• Work order
Your response is a verbatim copy of the listing, stripped of its images.
┌─ Extracted material
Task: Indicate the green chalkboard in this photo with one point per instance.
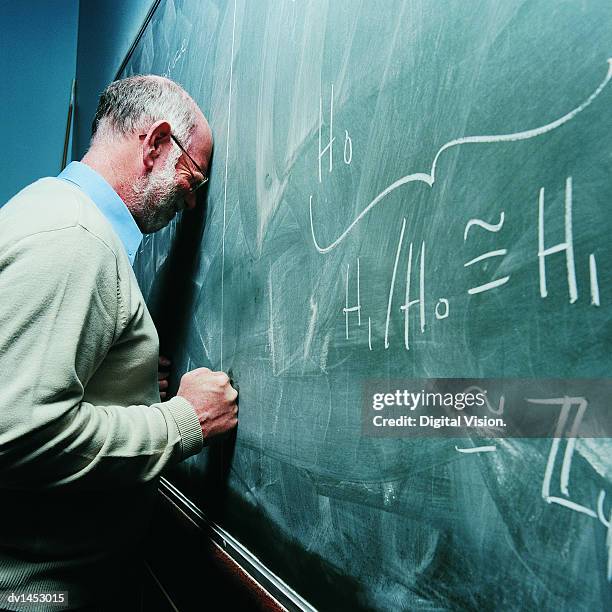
(455, 156)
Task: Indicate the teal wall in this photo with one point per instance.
(37, 62)
(107, 29)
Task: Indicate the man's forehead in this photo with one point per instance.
(201, 142)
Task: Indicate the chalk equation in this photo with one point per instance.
(415, 258)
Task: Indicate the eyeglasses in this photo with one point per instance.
(201, 183)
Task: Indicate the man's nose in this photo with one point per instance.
(190, 200)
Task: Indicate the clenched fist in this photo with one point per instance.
(213, 398)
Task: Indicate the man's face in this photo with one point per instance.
(161, 196)
(163, 193)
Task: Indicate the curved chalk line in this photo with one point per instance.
(429, 179)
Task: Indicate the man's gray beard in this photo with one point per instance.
(159, 197)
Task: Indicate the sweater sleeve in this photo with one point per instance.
(58, 319)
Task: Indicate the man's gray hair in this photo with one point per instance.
(135, 103)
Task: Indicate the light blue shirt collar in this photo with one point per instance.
(108, 203)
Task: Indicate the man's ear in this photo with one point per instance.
(156, 143)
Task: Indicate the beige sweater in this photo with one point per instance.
(83, 434)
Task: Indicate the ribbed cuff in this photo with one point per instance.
(192, 439)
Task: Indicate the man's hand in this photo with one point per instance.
(163, 372)
(213, 398)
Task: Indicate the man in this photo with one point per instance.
(83, 433)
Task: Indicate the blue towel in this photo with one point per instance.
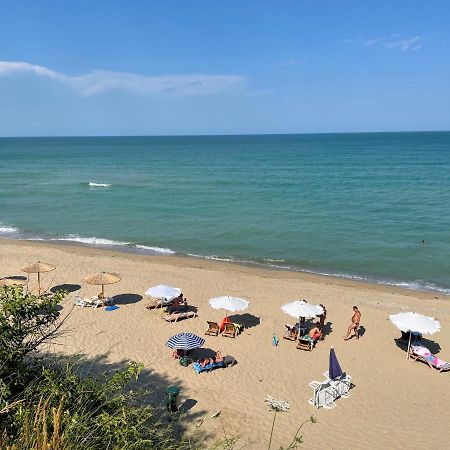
(111, 308)
(199, 369)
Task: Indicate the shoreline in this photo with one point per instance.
(107, 341)
(204, 262)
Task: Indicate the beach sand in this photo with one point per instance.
(396, 403)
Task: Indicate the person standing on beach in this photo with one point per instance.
(322, 319)
(355, 324)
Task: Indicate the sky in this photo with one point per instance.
(223, 67)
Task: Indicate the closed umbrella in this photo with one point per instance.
(185, 341)
(102, 278)
(163, 291)
(229, 303)
(414, 322)
(39, 267)
(334, 369)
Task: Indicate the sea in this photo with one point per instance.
(363, 206)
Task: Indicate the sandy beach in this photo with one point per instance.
(396, 403)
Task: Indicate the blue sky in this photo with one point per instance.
(212, 67)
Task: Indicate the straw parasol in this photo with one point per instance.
(11, 281)
(102, 278)
(39, 267)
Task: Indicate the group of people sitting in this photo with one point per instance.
(218, 358)
(177, 304)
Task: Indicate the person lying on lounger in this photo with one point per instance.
(315, 332)
(205, 361)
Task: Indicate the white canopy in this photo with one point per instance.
(229, 303)
(412, 321)
(300, 308)
(163, 291)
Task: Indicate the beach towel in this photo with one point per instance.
(424, 352)
(275, 340)
(111, 308)
(199, 369)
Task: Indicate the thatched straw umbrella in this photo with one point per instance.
(12, 281)
(102, 278)
(39, 267)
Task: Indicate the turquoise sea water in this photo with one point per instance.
(353, 205)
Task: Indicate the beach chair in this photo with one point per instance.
(213, 329)
(324, 395)
(209, 367)
(343, 384)
(175, 317)
(421, 353)
(230, 330)
(81, 302)
(291, 333)
(306, 343)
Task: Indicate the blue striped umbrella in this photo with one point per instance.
(185, 341)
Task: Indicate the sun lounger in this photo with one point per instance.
(291, 333)
(213, 329)
(306, 343)
(159, 303)
(324, 394)
(175, 317)
(209, 367)
(231, 330)
(421, 353)
(81, 302)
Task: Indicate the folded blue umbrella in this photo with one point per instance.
(111, 308)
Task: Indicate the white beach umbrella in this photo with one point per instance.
(163, 291)
(300, 308)
(414, 322)
(229, 303)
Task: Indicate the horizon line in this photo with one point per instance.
(217, 135)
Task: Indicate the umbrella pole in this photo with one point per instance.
(409, 345)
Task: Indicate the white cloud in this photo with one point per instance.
(98, 81)
(395, 42)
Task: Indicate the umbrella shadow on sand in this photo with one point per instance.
(127, 299)
(200, 353)
(247, 320)
(65, 287)
(433, 346)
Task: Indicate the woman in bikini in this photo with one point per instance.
(353, 328)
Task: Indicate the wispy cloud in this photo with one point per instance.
(98, 81)
(396, 42)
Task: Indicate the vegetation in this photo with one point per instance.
(46, 405)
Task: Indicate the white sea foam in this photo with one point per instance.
(88, 240)
(167, 251)
(92, 184)
(109, 242)
(7, 229)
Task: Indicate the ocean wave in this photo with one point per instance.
(167, 251)
(8, 229)
(88, 240)
(92, 184)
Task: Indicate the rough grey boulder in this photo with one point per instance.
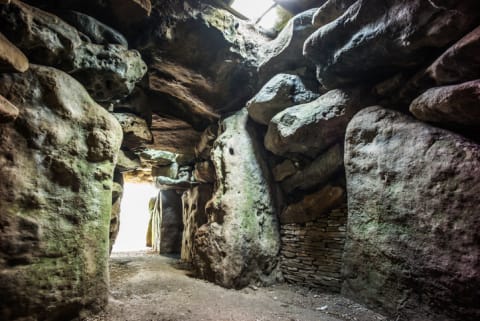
(312, 127)
(240, 243)
(412, 246)
(459, 63)
(280, 92)
(194, 201)
(108, 72)
(330, 10)
(135, 131)
(313, 206)
(204, 172)
(96, 31)
(8, 112)
(459, 104)
(318, 172)
(57, 162)
(373, 40)
(284, 53)
(299, 5)
(11, 58)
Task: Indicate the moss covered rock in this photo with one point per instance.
(240, 242)
(57, 161)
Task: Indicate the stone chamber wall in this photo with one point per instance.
(341, 154)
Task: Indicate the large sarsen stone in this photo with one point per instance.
(413, 222)
(57, 161)
(240, 242)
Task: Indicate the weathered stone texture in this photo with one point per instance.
(413, 216)
(240, 243)
(312, 127)
(57, 162)
(284, 53)
(8, 112)
(459, 104)
(108, 72)
(11, 58)
(280, 92)
(371, 41)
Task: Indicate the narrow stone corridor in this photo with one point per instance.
(148, 287)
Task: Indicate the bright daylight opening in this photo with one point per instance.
(254, 9)
(134, 217)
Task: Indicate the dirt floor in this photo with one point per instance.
(148, 287)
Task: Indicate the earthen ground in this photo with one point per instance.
(149, 287)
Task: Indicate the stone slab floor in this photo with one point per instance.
(149, 287)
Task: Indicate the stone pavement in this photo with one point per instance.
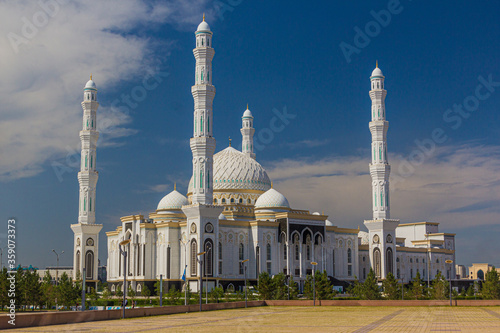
(277, 319)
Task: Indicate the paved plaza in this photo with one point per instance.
(304, 319)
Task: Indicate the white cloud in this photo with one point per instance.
(46, 57)
(458, 187)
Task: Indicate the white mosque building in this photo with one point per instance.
(232, 213)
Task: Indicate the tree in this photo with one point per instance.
(216, 294)
(131, 291)
(67, 292)
(417, 289)
(439, 288)
(279, 287)
(106, 293)
(146, 292)
(356, 289)
(93, 296)
(265, 286)
(491, 285)
(470, 291)
(391, 288)
(119, 291)
(173, 295)
(370, 287)
(4, 287)
(323, 286)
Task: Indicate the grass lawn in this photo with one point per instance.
(304, 319)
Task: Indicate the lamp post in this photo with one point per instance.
(245, 268)
(124, 253)
(57, 267)
(184, 242)
(209, 251)
(1, 256)
(314, 282)
(449, 262)
(200, 261)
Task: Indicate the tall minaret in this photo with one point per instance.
(247, 132)
(382, 229)
(202, 143)
(202, 227)
(86, 231)
(379, 168)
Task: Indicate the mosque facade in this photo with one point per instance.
(233, 221)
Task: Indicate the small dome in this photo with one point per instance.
(173, 200)
(203, 26)
(272, 199)
(90, 85)
(365, 237)
(377, 72)
(247, 113)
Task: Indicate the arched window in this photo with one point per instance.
(257, 259)
(241, 253)
(376, 262)
(241, 257)
(89, 265)
(268, 258)
(208, 257)
(220, 258)
(194, 251)
(389, 260)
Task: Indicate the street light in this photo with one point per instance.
(1, 256)
(245, 268)
(184, 242)
(124, 253)
(200, 261)
(57, 268)
(314, 282)
(206, 276)
(449, 262)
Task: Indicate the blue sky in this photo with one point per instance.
(275, 56)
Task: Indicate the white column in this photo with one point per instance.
(379, 167)
(202, 143)
(247, 132)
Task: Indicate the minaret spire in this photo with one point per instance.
(379, 168)
(381, 228)
(86, 241)
(203, 143)
(247, 132)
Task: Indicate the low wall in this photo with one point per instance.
└─
• Reply to the exercise
Task: Indicate the green chalkboard in this photo with one point per instance.
(455, 156)
Task: Indicate the teal wall in this photo with one point per instance.
(37, 62)
(107, 29)
Task: Indicate the man's forehead in this photo with one point per instance.
(201, 142)
Task: Indicate the chalk equation in this photo with one point per instance.
(415, 258)
Task: Indicate the eyeglasses in this photo with one point per instance.
(201, 183)
Task: Indicate the man's nose in this photo with one point per instance.
(190, 200)
Task: Indicate the clenched fist in this photo with one point per instance.
(213, 398)
Task: Indicate the man's face in this photo with one point per instance.
(161, 196)
(163, 193)
Task: Indicate the curved chalk line in this photo with one point per instance.
(429, 179)
Task: Indicate the man's gray beard in this photo with one point per instance.
(159, 197)
Task: Indicate the sweater sleeve in this photo with one point per instance.
(58, 319)
Task: Indicate the man's gray hair in this photo with one point per instance.
(135, 103)
Task: Indicate the light blue shirt collar in this photo with one point per instance.
(108, 203)
Task: Indicate the man's ear in this photo with one point per instance.
(156, 143)
Task: Indicate the beige sweater in this photo with one point per instance.
(83, 434)
Task: Indicate the ribbed cuff in this photo with one point per instance.
(192, 439)
Task: Indicate the man's hand in this photo with one point per instance.
(163, 372)
(213, 398)
Task: Indicate the man in this photo with one point per instance.
(83, 433)
Task: Indicate the blue towel in this photo with one point per instance.
(111, 308)
(199, 369)
Task: Indicate the shoreline in this photo with one point per instance.
(107, 341)
(204, 262)
Task: Indicate the beach sand in this photo with one point per instance.
(396, 403)
Task: Indicate the person standing on beach in this photo with one point per instance.
(322, 319)
(355, 324)
Task: Indicate the sky in this photo with one point per instance.
(223, 67)
Task: Indicate the closed umbrella in this photo with one point per instance.
(185, 341)
(102, 278)
(163, 291)
(229, 303)
(414, 322)
(39, 267)
(334, 369)
Task: Indicate the sea in this photo with one point per instance.
(363, 206)
Task: Indicate the sandy beach in this photo with one point per instance.
(396, 403)
Task: Indicate the blue sky in this photo with one point per instance.
(212, 67)
Task: Indicate the straw parasol in this photo with one point per instance.
(11, 281)
(102, 278)
(39, 267)
Task: Indicate the group of people sitting in this photo with one point per instance.
(218, 358)
(177, 304)
Task: Indicate the person lying on lounger in this photo with one point per instance.
(315, 332)
(205, 361)
Task: Indicate the white canopy in this photo with one point per instance.
(229, 303)
(412, 321)
(300, 308)
(163, 291)
Task: Indicate the beach towel in this photo with one point per instance.
(424, 352)
(275, 340)
(111, 308)
(199, 369)
Task: Indicate the thatched straw umbrella in this photo with one point per instance.
(12, 281)
(102, 278)
(39, 267)
Task: Indicate the turquoise sea water in this photo with one point per instance.
(353, 205)
Task: Indicate the beach chair in this photo with one point per instance.
(213, 329)
(324, 395)
(209, 367)
(343, 384)
(175, 317)
(421, 353)
(230, 330)
(81, 302)
(291, 333)
(306, 343)
Task: Indicate the blue striped umbrella in this photo with one point per instance.
(185, 341)
Task: Indicate the sun lounger in this photo with one point per instance.
(291, 333)
(213, 329)
(306, 343)
(159, 303)
(324, 394)
(175, 317)
(209, 367)
(231, 330)
(421, 353)
(81, 302)
Task: Indicate the folded blue umbrella in this photo with one point per instance.
(111, 308)
Task: Indicate the white beach umbrella in this photo with one point per instance.
(163, 291)
(300, 308)
(414, 322)
(229, 303)
Task: Indicate the horizon line in this photo with one point per instance.
(217, 135)
Task: Indicate the umbrella pole in this photo with one point per instance.
(409, 345)
Task: Indicate the white cloud in this photo with one point per instance.
(98, 81)
(395, 42)
Task: Indicate the umbrella shadow on sand in this photo with one point per instance.
(127, 299)
(200, 353)
(247, 320)
(65, 287)
(433, 346)
Task: Indicate the woman in bikini in this photo with one point per instance.
(353, 328)
Task: Indicate the wispy cloud in this photo with one point per instance.
(98, 81)
(396, 42)
Task: Indicate the vegetation in this photo with one point per instance.
(46, 405)
Task: Indicate the white sea foam in this photo with one point per instance.
(88, 240)
(167, 251)
(92, 184)
(109, 242)
(7, 229)
Task: Indicate the ocean wave in this photo with one point per instance.
(167, 251)
(8, 229)
(88, 240)
(92, 184)
Task: Indicate the rough grey boulder in this photo with one point per instance.
(312, 127)
(240, 243)
(412, 246)
(459, 63)
(280, 92)
(194, 201)
(108, 72)
(330, 10)
(135, 131)
(313, 206)
(204, 172)
(96, 31)
(8, 112)
(459, 104)
(318, 172)
(57, 162)
(373, 40)
(284, 53)
(299, 5)
(11, 58)
Task: Indicate the moss covered rock in this photo with one point per instance.
(240, 242)
(57, 161)
Task: Indicate the stone chamber wall in this photo with one point per instance.
(341, 154)
Task: Indicate the large sarsen stone in this photo with one point per instance.
(413, 222)
(57, 161)
(240, 242)
Task: Indicate the weathered stone texture in this photo with one point per instance.
(413, 216)
(240, 243)
(312, 127)
(57, 162)
(284, 53)
(8, 112)
(459, 104)
(108, 72)
(11, 58)
(280, 92)
(371, 41)
Task: Indicate the narrow stone corridor in this photo with one point per instance.
(148, 287)
Task: Indicate the bright daylight opening in this photo with one point per instance.
(254, 9)
(134, 217)
Task: Indicate the dirt floor in this photo with one point per instance.
(148, 287)
Task: Indicate the earthen ground in this photo with one point per instance.
(149, 287)
Task: Indicate the stone slab floor in this photo with one point per instance.
(149, 287)
Task: Indicate the stone pavement in this photo with one point per instance.
(277, 319)
Task: Indicate the paved plaza in this photo with one point per instance.
(304, 319)
Task: Indicate the white cloud in this photo with one point per instance.
(46, 57)
(458, 187)
Task: Indicate the white mosque building in this photo with one point per instance.
(232, 213)
Task: Indicate the tree in this photo with one point per instance.
(216, 294)
(131, 291)
(67, 292)
(417, 289)
(439, 288)
(279, 287)
(106, 293)
(146, 292)
(356, 289)
(93, 296)
(265, 286)
(491, 285)
(470, 291)
(391, 288)
(119, 291)
(173, 295)
(370, 287)
(4, 287)
(323, 286)
Task: Indicate the grass lawn in this photo with one point per instance.
(304, 319)
Task: Indicate the lamp post in this photo with one point per instance.
(245, 268)
(124, 253)
(57, 267)
(184, 242)
(209, 251)
(1, 256)
(314, 282)
(449, 262)
(200, 261)
Task: Indicate the tall minaret in this photo with one point per instance.
(247, 132)
(382, 229)
(202, 143)
(202, 227)
(86, 231)
(379, 168)
Task: Indicate the mosque facade in this photo with one point per instance.
(233, 221)
Task: Indicate the small dome in this photo with one point per instance.
(173, 200)
(203, 26)
(272, 199)
(90, 85)
(365, 237)
(377, 72)
(247, 113)
Task: Indicate the arched window in this photo with one point per instance.
(257, 259)
(241, 253)
(376, 262)
(241, 257)
(89, 265)
(268, 258)
(208, 257)
(220, 258)
(194, 251)
(389, 260)
Task: Indicate the street light in this photo with one point per instance.
(1, 256)
(245, 268)
(184, 242)
(124, 253)
(200, 261)
(57, 268)
(314, 282)
(206, 276)
(449, 262)
Task: Indicate the blue sky in this photo with one point per instance.
(275, 56)
Task: Indicate the white column in this photo with one point per instance.
(379, 167)
(202, 143)
(247, 132)
Task: Indicate the minaret spire in this photo with one point per instance.
(379, 168)
(381, 228)
(86, 241)
(203, 143)
(247, 132)
Task: Indicate the low wall in this photo with one point per instance.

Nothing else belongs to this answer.